(TASK OBJECTIVE): Transcribe every one of the entries below line for line, reproducing each character without alteration.
------------------------------------------------------------------------
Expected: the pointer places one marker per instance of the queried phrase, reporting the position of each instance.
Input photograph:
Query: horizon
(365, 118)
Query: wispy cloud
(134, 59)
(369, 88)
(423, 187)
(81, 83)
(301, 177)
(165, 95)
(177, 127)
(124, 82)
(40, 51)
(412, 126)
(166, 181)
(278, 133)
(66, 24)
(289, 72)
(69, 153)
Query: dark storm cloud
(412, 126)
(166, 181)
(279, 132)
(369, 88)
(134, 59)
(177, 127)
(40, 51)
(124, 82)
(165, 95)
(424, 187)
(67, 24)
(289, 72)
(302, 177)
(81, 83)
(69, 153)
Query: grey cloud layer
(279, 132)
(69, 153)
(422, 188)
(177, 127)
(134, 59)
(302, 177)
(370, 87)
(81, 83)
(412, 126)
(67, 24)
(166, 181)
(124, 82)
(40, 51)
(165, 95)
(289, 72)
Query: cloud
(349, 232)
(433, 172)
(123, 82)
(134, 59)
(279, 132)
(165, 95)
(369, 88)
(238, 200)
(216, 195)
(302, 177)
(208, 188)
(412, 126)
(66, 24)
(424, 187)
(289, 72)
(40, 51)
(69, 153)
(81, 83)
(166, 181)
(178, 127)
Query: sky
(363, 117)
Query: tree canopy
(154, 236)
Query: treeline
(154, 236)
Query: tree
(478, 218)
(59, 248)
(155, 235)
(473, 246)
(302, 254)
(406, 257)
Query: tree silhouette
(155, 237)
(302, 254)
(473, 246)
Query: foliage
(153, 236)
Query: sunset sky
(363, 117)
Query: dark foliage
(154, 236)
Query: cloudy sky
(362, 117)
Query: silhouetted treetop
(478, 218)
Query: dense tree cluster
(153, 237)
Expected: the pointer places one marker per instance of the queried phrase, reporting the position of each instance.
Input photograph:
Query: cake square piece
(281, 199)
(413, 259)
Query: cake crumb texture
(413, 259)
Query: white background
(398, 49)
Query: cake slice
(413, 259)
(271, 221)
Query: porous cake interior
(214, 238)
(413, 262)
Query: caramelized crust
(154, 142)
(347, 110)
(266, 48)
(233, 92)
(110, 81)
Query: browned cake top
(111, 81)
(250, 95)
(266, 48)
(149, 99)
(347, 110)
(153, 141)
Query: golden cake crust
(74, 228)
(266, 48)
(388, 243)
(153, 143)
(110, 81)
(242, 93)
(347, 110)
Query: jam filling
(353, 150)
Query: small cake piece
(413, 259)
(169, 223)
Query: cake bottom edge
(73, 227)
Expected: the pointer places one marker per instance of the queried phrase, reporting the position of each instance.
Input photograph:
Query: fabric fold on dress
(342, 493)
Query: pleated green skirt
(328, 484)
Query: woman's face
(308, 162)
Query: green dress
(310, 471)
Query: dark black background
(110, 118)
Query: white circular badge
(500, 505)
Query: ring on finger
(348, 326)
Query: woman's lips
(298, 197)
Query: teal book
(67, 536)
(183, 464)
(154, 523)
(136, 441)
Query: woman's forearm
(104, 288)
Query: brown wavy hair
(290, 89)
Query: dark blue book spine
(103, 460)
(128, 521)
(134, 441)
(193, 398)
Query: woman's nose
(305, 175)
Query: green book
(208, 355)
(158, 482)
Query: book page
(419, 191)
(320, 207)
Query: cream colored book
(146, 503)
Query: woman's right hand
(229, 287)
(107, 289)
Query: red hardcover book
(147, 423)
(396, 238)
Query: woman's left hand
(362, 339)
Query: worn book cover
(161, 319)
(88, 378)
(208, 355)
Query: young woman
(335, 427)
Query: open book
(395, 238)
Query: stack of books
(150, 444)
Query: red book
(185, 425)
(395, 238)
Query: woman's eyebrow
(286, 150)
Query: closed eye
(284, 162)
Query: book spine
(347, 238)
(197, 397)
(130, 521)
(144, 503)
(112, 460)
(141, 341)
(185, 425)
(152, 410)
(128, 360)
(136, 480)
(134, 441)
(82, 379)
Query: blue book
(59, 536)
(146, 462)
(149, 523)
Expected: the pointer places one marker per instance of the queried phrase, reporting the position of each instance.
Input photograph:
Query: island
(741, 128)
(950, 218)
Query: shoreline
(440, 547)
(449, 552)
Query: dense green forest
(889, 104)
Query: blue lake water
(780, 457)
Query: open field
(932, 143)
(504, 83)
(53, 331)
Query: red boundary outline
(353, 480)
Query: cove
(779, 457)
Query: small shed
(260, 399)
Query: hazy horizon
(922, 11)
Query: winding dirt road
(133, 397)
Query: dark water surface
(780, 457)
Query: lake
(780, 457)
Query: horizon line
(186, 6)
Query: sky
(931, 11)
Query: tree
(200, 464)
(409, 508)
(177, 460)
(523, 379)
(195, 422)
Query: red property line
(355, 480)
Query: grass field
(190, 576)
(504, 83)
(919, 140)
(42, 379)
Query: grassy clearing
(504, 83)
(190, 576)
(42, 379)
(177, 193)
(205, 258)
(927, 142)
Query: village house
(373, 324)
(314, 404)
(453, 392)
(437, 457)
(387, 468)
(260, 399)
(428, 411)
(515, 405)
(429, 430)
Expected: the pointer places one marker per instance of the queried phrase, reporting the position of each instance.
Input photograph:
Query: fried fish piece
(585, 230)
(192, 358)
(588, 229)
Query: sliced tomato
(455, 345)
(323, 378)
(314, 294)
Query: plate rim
------------------------------------------------------------------------
(RESULT OF THE TASK):
Expected: the pointer places one marker per instance of the queried phrase, reporting the position of each instance.
Input photograph:
Query: horizon
(365, 118)
Query: wispy cloud
(134, 59)
(369, 88)
(423, 187)
(81, 83)
(301, 177)
(165, 95)
(177, 127)
(124, 82)
(40, 51)
(412, 126)
(166, 181)
(278, 133)
(66, 24)
(289, 72)
(69, 153)
Query: dark storm cloud
(412, 126)
(166, 181)
(279, 132)
(369, 88)
(134, 59)
(177, 127)
(40, 51)
(124, 82)
(165, 95)
(424, 187)
(67, 24)
(289, 72)
(302, 177)
(81, 83)
(69, 153)
Query: grey cloud layer
(279, 132)
(69, 153)
(422, 188)
(177, 127)
(134, 59)
(302, 177)
(370, 87)
(81, 83)
(412, 126)
(67, 24)
(166, 181)
(124, 82)
(40, 51)
(165, 95)
(289, 72)
Query: cloud
(349, 232)
(433, 172)
(123, 82)
(134, 59)
(279, 132)
(165, 95)
(369, 88)
(238, 200)
(216, 195)
(302, 177)
(208, 188)
(412, 126)
(66, 24)
(424, 187)
(289, 72)
(40, 51)
(69, 153)
(81, 83)
(166, 181)
(178, 127)
Query: sky
(363, 117)
Query: tree canopy
(154, 236)
Query: treeline
(154, 236)
Query: tree
(478, 218)
(59, 248)
(155, 235)
(473, 246)
(302, 254)
(406, 257)
Query: tree silhouette
(155, 237)
(302, 254)
(473, 246)
Query: foliage
(153, 236)
Query: sunset sky
(363, 117)
Query: dark foliage
(154, 236)
Query: cloudy sky
(362, 117)
Query: silhouetted treetop
(478, 218)
Query: dense tree cluster
(153, 237)
Expected: the pointer places one marker per instance of the queried phrase, reporting the position of each instance.
Input photograph:
Query: cake square piece
(281, 199)
(413, 259)
Query: cake crumb texture
(413, 259)
Query: white background
(398, 49)
Query: cake slice
(413, 259)
(271, 221)
Query: porous cake interior
(214, 238)
(413, 262)
Query: caramelized crust
(154, 142)
(347, 110)
(266, 48)
(233, 92)
(110, 81)
Query: browned cake top
(111, 81)
(250, 95)
(266, 48)
(149, 99)
(347, 110)
(153, 141)
Query: golden cake crust
(74, 228)
(266, 48)
(388, 243)
(153, 143)
(110, 81)
(242, 93)
(347, 110)
Query: jam filling
(353, 150)
Query: small cake piece
(413, 259)
(169, 223)
Query: cake bottom edge
(73, 227)
Expected: the pointer places one marker per instance of the queried phrase, reporting the position of each instance.
Input photograph:
Query: fabric fold on dress
(342, 493)
Query: pleated green skirt
(328, 484)
Query: woman's face
(308, 162)
Query: green dress
(310, 471)
Query: dark black background
(110, 118)
Query: white circular badge
(500, 505)
Query: ring on finger
(348, 326)
Query: woman's lips
(298, 197)
Query: teal book
(67, 536)
(183, 464)
(154, 523)
(136, 441)
Query: woman's forearm
(104, 288)
Query: brown wavy hair
(290, 89)
Query: dark blue book spine
(103, 460)
(128, 521)
(134, 441)
(193, 398)
Query: woman's nose
(305, 175)
Query: green book
(208, 355)
(158, 482)
Query: book page
(419, 191)
(320, 207)
Query: cream colored book
(146, 503)
Query: woman's right hand
(229, 287)
(107, 289)
Query: red hardcover book
(147, 423)
(396, 238)
Query: woman's left hand
(362, 339)
Query: worn book cover
(161, 319)
(88, 378)
(208, 355)
Query: young woman
(335, 427)
Query: open book
(395, 238)
Query: stack of books
(150, 444)
Query: red book
(185, 425)
(395, 238)
Query: woman's eyebrow
(286, 150)
Query: closed eye
(284, 162)
Query: book spine
(347, 238)
(197, 397)
(130, 521)
(144, 503)
(112, 460)
(141, 341)
(185, 425)
(152, 410)
(128, 360)
(136, 480)
(134, 441)
(82, 379)
Query: blue book
(59, 536)
(146, 462)
(149, 523)
Expected: the pointer places one marker per instance of the queried phrase, reporting the position of each instance.
Input photograph:
Query: island
(741, 128)
(950, 218)
Query: shoreline
(440, 547)
(449, 552)
Query: dense green forest
(889, 104)
Query: blue lake water
(780, 457)
Query: open field
(932, 143)
(504, 83)
(53, 331)
Query: red boundary outline
(353, 480)
Query: cove
(779, 457)
Query: small shed
(260, 399)
Query: hazy horizon
(922, 11)
Query: winding dirt road
(133, 397)
Query: dark water surface
(780, 457)
Query: lake
(780, 457)
Query: horizon line
(186, 6)
Query: sky
(931, 11)
Query: tree
(200, 464)
(409, 508)
(177, 460)
(523, 379)
(195, 422)
Query: red property line
(355, 480)
Query: grass field
(190, 576)
(504, 83)
(919, 140)
(42, 379)
Query: grassy clearing
(504, 83)
(190, 576)
(42, 379)
(177, 193)
(205, 258)
(927, 142)
Query: village house
(373, 324)
(314, 404)
(453, 392)
(437, 457)
(387, 468)
(260, 399)
(428, 411)
(515, 405)
(429, 430)
Expected: the pointer places one marker per instance of the queried phrase, reporting the position of each instance.
Input photograph:
Query: fried fish piece
(585, 230)
(192, 358)
(588, 229)
Query: sliced tomato
(455, 345)
(323, 378)
(314, 294)
Query: plate rim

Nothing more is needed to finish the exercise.